→ EXERCISE PROMPT
Report every line of the records below that contains the word "stadium".

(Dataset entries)
%%
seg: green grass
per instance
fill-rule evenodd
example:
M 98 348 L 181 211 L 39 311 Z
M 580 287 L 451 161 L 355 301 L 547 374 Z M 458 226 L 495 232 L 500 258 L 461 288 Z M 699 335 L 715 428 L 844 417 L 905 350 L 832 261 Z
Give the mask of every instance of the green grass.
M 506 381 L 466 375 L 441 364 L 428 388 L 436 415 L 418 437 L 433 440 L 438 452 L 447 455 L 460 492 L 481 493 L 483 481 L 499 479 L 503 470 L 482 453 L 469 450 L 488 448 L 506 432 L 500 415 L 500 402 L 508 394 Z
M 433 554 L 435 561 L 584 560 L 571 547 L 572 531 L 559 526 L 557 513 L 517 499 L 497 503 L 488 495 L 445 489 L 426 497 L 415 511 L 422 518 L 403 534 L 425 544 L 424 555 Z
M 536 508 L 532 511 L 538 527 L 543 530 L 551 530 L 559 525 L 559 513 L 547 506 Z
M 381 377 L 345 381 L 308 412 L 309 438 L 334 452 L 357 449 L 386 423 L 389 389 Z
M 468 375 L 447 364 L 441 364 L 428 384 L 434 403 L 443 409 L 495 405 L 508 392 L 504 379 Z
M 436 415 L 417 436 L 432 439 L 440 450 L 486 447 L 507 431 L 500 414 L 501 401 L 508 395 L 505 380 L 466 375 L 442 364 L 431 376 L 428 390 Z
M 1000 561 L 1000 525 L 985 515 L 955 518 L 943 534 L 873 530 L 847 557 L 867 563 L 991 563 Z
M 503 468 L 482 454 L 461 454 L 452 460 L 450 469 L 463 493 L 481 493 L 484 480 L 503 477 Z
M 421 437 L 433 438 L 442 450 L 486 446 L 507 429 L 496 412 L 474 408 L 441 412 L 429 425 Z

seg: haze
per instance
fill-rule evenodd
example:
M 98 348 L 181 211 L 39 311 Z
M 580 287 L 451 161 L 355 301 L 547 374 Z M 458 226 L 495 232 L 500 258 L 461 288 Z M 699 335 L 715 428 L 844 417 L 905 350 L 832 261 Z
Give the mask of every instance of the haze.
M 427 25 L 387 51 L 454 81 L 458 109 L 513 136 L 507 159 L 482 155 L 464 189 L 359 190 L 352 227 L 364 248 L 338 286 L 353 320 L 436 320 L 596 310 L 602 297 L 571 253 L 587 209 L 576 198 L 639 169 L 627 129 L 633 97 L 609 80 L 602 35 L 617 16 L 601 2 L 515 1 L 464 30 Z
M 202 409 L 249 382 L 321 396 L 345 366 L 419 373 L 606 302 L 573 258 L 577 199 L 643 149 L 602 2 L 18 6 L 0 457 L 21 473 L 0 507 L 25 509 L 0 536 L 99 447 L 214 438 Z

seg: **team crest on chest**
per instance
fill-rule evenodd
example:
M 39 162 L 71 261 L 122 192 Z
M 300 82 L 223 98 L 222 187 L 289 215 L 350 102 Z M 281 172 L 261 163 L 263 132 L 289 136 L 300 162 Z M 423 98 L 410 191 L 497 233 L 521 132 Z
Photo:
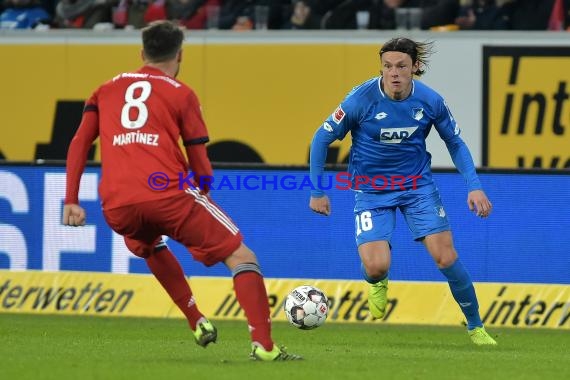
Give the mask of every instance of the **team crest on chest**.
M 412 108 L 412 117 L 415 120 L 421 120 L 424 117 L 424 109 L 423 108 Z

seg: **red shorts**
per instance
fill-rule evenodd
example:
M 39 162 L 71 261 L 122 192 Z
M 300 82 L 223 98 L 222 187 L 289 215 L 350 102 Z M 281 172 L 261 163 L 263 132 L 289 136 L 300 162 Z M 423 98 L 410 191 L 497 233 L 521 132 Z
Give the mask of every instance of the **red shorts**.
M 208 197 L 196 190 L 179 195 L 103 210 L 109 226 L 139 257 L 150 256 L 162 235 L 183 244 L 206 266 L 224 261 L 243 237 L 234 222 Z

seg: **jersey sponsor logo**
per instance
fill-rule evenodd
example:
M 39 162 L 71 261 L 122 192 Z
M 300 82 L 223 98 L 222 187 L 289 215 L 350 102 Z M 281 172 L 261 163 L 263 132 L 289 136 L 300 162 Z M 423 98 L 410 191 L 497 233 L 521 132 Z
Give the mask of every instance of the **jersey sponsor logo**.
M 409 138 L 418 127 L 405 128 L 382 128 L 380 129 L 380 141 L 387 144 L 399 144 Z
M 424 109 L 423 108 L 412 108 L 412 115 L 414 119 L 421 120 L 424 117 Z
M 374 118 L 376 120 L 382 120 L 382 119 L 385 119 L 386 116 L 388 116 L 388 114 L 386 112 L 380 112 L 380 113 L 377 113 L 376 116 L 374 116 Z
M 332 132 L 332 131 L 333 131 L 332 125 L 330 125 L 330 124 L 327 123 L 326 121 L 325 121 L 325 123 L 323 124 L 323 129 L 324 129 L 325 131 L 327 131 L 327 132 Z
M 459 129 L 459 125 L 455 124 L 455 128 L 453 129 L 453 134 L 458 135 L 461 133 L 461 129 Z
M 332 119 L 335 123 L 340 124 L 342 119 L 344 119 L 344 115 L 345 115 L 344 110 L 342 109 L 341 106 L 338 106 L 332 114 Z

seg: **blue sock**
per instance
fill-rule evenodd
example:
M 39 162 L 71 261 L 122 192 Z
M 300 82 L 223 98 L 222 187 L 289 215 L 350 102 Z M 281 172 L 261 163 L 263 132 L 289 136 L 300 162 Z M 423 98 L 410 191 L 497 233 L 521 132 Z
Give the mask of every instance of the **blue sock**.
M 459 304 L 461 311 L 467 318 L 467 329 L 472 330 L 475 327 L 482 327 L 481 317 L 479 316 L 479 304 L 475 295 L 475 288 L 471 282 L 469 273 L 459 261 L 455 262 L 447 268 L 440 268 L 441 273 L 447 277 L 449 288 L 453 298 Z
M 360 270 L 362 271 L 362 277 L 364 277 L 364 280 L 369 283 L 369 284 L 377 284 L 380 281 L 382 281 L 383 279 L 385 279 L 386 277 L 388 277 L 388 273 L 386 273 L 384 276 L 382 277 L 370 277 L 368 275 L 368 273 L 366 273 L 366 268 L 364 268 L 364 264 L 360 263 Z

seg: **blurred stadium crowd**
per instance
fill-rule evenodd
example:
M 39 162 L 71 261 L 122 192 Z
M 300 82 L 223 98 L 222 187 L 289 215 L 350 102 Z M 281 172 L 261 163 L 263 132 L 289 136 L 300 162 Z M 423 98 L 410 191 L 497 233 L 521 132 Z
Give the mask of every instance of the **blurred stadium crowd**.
%%
→ OUTPUT BELOW
seg: **blurred stadium crowd**
Give the mask of every instance of the **blurred stadium crowd**.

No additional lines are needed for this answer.